Siehe auch Trail: Creating a GUI with JFC/Swing (The Java™ Tutorials)


----------



## Marco13 (16. Jun 2009)

@Schandro: Wenn ich mal Zeit habe (... ha ...) mache ich mal einen FAQ- oder Blog-Eintrag mit den "Stubs" für diese immer wiederkehrenden Probleme:
1. Einfach irgendwas Zeichnen (z.B. ein Image)
2. Etwas animiert Zeichnen
3. Etwas anklickbar Zeichnen
Dann kann man in Zukunft immer verlinkten - deine XXX-Klasse taucht hier inzwischen SO auf auf, dass die ganzen armen Leute auf der verzweifelten Suche nach Pornos immer auf java-forum.org landen


----------



## rumkugeln (16. Jun 2009)

Ja das meine ich. Aber... bin ich falsch informiert oder habt ihr da in J2SE geschrieben? Das nüzt mir ja nix, der Beitrag hier ist nämlich im J2ME Unterforum. Oder geht das da auch?


----------



## Schandro (16. Jun 2009)

> deine XXX-Klasse taucht hier inzwischen SO auf auf, dass die ganzen armen Leute auf der verzweifelten Suche nach Pornos immer auf java-forum.org landen


jetzt musste ich mich rumkugeln:lol:^^

Ja, so ein Blog/FAQ Eintrag wär echt was gutes. Ist nur die Frage, ob dort lieber ein javax.swing.Timer statt dem Thread benutzt werden sollte. Gibt ja unterschiedliche Meinungen dazu. Ich persönlich find Thread besser, da es imho für Anfänger verständlicher ist und dazu anregt sich mal in das wichtige Thema Multithreading reinzulesen.



> Das nüzt mir ja nix, der Beitrag hier ist nämlich im J2ME Unterforum


tschuldigung, nicht gesehen, hab nur die "Neue Beiträge auflisten" Funktion benutzt und deswegen nicht auf das Unterforum geachtet.


----------



## rumkugeln (17. Jun 2009)

Also ich möchte ja niemanden drängen, aber ich stehe etwas unter Zeitdruck...
Also wenn ihr mir weiterhelfen könnt, wäre ich euch sehr verbunden!


----------



## ice-breaker (19. Jun 2009)

------------------------------------------------------------------------

● ZU ERLEDIGEN:
1 > Schreibe aus dem Forenthread die Stelle zwischen „Ja das meine“ und „Schandro (16. Jun 2009)“ wortgetreu ab, beide Grenzen eingeschlossen.
2 > Übersetze diesen Satz aus dem Forenthread ins Englische: „Ich persönlich find Thread besser, da es imho für Anfänger verständlicher ist und dazu anregt sich mal in das wichtige Thema Multithreading reinzulesen.“

------------------------------------------------------------------------

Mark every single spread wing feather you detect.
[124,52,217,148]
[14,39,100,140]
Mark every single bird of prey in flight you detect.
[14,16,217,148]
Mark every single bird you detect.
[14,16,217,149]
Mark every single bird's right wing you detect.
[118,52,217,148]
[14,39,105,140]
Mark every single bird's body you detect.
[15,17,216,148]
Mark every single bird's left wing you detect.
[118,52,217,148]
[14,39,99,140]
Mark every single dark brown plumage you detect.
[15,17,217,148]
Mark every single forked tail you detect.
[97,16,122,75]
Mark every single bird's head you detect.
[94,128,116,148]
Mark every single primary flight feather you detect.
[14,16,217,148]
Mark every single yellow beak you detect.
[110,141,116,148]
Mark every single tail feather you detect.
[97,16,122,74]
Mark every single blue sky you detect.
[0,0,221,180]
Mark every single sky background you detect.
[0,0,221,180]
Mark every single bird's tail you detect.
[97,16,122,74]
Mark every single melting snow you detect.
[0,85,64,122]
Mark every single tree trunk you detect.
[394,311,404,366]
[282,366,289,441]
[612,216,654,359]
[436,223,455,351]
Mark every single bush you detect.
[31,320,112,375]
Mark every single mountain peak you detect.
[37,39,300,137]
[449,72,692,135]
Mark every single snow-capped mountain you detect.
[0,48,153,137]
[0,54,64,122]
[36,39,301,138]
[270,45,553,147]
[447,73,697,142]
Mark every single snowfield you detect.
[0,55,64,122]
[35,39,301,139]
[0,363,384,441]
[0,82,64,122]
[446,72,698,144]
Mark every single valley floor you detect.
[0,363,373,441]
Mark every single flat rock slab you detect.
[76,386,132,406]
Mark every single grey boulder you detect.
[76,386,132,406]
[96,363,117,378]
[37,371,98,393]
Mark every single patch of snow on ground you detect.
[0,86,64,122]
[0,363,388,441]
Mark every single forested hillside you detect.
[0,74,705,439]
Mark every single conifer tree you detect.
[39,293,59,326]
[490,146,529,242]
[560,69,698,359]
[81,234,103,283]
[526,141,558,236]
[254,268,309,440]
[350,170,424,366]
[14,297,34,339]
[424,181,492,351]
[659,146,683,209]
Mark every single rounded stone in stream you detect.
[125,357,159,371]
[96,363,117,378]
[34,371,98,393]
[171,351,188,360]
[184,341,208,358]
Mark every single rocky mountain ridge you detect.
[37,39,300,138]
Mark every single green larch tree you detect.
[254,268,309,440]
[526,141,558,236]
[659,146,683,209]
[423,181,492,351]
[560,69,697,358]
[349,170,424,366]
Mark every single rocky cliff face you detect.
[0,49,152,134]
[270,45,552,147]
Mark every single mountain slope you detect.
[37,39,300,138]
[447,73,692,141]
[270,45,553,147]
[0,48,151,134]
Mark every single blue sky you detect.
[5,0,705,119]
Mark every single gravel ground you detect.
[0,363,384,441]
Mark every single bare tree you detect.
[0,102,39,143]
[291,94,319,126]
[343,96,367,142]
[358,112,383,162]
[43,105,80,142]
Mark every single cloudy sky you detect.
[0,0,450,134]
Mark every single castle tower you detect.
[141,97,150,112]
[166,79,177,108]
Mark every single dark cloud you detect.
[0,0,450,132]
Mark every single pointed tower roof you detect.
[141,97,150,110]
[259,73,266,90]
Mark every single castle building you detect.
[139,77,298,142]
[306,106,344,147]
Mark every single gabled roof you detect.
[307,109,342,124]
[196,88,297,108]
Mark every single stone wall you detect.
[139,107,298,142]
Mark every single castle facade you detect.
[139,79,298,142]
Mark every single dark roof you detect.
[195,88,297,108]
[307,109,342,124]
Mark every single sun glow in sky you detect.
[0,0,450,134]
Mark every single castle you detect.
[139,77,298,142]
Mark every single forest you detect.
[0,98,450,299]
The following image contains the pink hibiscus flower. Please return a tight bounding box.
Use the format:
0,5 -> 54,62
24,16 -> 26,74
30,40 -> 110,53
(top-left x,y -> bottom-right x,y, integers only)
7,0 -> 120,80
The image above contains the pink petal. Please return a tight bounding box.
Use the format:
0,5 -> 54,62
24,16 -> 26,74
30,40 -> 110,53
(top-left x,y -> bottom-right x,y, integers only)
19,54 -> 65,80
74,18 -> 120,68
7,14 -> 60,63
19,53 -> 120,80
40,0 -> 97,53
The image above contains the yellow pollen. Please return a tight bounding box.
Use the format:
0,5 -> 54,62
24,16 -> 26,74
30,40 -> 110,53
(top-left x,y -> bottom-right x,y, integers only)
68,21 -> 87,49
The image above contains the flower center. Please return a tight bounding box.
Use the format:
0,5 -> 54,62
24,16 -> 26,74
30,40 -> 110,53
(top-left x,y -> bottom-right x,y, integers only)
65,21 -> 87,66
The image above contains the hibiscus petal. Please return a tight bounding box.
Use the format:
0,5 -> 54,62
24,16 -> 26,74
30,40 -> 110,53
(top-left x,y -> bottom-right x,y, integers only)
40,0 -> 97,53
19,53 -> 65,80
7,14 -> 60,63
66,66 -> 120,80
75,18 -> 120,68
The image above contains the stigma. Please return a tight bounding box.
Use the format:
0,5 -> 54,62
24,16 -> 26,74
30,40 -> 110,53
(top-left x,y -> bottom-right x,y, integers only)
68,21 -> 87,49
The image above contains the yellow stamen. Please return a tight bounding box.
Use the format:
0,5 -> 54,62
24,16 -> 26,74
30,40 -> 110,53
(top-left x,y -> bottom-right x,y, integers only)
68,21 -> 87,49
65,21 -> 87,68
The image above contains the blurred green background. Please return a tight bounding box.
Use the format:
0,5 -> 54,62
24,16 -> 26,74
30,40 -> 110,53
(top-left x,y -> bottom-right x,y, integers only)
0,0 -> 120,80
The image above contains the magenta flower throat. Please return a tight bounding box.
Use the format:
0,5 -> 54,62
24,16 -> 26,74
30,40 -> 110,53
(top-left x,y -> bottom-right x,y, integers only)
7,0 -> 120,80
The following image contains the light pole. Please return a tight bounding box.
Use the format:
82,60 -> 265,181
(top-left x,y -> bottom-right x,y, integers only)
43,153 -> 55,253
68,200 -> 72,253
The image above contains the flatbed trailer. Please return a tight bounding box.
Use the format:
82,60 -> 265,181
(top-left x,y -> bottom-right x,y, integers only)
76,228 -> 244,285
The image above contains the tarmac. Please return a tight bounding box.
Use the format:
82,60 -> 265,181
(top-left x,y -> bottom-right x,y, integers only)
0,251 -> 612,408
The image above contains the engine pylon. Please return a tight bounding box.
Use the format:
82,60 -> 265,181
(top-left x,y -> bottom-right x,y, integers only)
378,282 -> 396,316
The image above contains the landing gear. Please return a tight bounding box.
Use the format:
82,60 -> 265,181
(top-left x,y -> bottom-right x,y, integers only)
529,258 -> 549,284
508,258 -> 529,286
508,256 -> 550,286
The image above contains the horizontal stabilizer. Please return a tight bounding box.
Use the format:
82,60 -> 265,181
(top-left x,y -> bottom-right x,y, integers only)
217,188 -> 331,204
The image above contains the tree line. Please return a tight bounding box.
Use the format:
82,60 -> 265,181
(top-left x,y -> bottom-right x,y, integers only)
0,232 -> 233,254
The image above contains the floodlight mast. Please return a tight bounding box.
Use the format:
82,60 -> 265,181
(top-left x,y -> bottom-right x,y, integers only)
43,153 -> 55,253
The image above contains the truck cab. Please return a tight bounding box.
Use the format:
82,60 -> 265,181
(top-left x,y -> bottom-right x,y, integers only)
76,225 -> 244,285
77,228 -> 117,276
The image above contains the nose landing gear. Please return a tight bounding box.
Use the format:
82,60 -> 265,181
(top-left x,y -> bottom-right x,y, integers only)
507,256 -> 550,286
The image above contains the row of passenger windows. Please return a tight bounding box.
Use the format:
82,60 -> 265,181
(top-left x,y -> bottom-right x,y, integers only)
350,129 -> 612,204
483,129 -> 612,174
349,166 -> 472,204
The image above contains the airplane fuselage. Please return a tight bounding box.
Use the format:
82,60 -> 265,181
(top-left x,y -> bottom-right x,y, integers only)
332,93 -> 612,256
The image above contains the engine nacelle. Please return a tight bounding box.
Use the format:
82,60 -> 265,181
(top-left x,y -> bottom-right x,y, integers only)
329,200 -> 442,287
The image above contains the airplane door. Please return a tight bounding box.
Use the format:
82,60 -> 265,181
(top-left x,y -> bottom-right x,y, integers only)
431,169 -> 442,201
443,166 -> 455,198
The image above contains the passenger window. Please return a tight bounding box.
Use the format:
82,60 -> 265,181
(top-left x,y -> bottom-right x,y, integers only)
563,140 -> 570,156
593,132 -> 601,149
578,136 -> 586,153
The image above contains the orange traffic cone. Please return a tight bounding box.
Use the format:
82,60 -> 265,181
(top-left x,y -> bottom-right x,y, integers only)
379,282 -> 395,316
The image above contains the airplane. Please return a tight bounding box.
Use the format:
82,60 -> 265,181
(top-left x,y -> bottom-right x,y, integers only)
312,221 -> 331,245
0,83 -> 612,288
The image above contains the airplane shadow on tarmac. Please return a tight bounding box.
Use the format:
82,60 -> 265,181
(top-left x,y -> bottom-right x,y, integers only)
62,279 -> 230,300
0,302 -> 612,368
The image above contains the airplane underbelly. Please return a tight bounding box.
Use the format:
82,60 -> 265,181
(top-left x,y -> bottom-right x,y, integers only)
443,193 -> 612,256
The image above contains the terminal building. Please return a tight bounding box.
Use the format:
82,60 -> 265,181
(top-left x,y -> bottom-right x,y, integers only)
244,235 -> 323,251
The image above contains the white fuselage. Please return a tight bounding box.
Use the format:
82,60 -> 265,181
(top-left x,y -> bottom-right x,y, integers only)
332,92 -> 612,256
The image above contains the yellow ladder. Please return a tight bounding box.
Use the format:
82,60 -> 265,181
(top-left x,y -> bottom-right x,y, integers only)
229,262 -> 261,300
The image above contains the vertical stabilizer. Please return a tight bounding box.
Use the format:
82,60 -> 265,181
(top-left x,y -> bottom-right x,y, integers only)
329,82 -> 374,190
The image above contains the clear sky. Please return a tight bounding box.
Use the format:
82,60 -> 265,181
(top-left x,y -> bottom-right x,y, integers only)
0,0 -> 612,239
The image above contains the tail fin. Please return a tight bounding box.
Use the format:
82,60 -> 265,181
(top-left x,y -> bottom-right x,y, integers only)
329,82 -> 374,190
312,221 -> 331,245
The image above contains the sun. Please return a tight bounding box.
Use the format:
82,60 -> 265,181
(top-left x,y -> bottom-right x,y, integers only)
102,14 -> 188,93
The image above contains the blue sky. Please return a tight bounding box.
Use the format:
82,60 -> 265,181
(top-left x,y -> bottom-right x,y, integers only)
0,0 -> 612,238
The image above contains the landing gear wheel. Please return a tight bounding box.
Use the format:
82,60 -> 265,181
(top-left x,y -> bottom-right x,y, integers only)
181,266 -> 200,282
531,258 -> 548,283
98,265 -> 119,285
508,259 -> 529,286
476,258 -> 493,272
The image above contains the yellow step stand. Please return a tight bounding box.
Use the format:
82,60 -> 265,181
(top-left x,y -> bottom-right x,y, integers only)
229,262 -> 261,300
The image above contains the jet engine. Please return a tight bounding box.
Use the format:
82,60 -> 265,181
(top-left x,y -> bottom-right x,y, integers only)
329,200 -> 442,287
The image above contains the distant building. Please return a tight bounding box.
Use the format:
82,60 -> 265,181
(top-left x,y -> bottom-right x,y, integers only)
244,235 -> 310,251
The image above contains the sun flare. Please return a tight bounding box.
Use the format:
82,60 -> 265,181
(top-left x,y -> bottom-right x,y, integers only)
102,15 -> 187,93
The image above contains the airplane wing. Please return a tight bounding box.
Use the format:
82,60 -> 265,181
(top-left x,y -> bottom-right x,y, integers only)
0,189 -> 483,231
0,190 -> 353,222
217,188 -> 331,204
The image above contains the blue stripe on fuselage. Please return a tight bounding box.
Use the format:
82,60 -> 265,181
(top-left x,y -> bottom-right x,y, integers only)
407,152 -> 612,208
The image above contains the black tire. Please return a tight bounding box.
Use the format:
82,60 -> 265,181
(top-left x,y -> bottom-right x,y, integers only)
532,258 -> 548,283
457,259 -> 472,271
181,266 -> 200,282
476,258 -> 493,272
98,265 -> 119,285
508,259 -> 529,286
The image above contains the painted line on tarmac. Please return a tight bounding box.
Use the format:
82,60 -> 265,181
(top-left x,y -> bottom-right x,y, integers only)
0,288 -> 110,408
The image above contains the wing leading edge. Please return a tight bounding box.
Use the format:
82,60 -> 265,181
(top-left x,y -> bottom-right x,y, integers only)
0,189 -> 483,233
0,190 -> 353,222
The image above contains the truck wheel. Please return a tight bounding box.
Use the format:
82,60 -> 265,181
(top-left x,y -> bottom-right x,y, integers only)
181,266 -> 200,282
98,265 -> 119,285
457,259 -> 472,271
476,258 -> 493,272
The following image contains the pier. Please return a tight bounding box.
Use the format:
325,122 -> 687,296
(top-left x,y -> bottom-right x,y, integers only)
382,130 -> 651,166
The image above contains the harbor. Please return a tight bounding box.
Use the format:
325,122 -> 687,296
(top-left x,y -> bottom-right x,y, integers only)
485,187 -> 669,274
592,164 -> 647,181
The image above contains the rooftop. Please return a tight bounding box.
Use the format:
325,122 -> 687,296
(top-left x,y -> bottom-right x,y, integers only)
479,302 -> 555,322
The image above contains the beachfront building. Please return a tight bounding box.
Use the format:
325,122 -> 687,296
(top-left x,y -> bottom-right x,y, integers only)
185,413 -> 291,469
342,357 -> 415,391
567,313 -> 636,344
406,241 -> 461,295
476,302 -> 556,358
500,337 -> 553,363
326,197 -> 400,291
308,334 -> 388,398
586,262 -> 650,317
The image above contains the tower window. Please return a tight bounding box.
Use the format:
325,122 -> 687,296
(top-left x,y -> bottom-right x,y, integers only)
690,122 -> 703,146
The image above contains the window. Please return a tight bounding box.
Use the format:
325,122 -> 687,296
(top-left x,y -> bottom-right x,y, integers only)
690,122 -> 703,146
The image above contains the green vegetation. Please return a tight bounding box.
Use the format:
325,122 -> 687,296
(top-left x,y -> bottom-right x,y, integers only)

------------------------------------------------------------------------

● GEGEBENE ANTWORTEN:
1 >
Ja das meine ich. Aber... bin ich falsch informiert oder habt ihr da in J2SE geschrieben? Das nüzt mir ja nix, der Beitrag hier ist nämlich im J2ME Unterforum. Oder geht das da auch?


----------



## Schandro (16. Jun 2009)

2 > Personally, I find Thread better, since IMHO it is easier for beginners to understand and encourages them to read up on the important topic of multithreading.